• Extrait du document
▼
Pour ma part, je ne désire pas jouer au prévisionniste. Le présent est déjà assez interpellant : on assiste au même phénomène de repli égoïste dans d’autres pays d’Europe. Toutes proportions gardées, c’est ce qui se passe en Catalogne. En Italie du Nord aussi, où les nantis des zones industrielles ne veulent plus donner de l’argent pour ce qu’ils appellent les « nègres du Sud ». C’est ce qui s’est passé aussi en Tchéquie à l’égard de la Slovaquie… Cela pose évidemment beaucoup de question sur ce que pourrait devenir l’Europe. C’est bien parce que la Flandre n’a rien inventé que de nombreux observateurs, dans la plupart des pays de l’Union, s’intéressent en ce moment à la crise belge. Faut-il le souligner, la construction européenne telle qu’elle a été pensée depuis les pères fondateurs repose sur la solidarité, l’échange et le partage des richesses… Exactement l’inverse de ce que proposent les nationalistes égoïstes de tous crins que se multiplient sur le continent. Il faudrait demander aux Flamands qui veulent le séparatisme et l’autonomie « parce qu’ils ne veulent pas payer chaque année une voiture à un Wallon » si l’étape suivante de leur émancipation sera aussi de sortir du cadre européen ! Le cas échéant, accepteraient-ils encore d’être solidaires avec les Européens de l’Est ? Jusqu’où ira leur logique nationaliste ? Il y a un moment où ce débat sur ces mouvements de replis égoïstes et rétrogrades deviendra inévitable au niveau européen. Si tel n’est pas le cas, on n’aura plus d’Europe ou alors une Europe à soixante… N’est-ce pas déjà assez compliqué à vingt-sept ?
▲
• Matériel fourni
▼
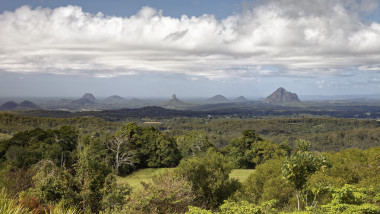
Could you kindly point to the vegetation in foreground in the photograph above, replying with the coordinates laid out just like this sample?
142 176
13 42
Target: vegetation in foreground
69 170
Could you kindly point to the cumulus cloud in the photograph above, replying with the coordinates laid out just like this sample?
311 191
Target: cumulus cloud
298 37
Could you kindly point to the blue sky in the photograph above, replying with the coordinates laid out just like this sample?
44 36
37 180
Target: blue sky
193 48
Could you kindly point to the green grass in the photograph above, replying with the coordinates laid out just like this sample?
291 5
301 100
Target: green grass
146 175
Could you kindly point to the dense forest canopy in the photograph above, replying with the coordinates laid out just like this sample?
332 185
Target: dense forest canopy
318 165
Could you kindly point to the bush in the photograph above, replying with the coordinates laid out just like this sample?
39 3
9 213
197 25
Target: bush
209 177
169 193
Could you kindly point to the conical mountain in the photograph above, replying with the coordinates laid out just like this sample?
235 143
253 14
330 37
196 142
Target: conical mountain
281 96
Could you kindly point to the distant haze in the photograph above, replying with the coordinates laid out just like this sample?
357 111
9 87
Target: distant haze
192 48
▲
• Consigne
Répondez aux questions suivantes à partir de l'extrait sur la crise belge.
(a) Selon l'extrait, à l'égard de quel pays la Tchéquie a-t-elle connu ce phénomène de repli ?
(b) Sur quels trois principes repose la construction européenne d'après l'extrait ?
(c) Avec combien de membres l'Europe est-elle jugée déjà assez compliquée dans la dernière phrase ?

• Réponse attendue
(a) La Slovaquie.
(b) La solidarité, l'échange et le partage des richesses.
(c) Vingt-sept.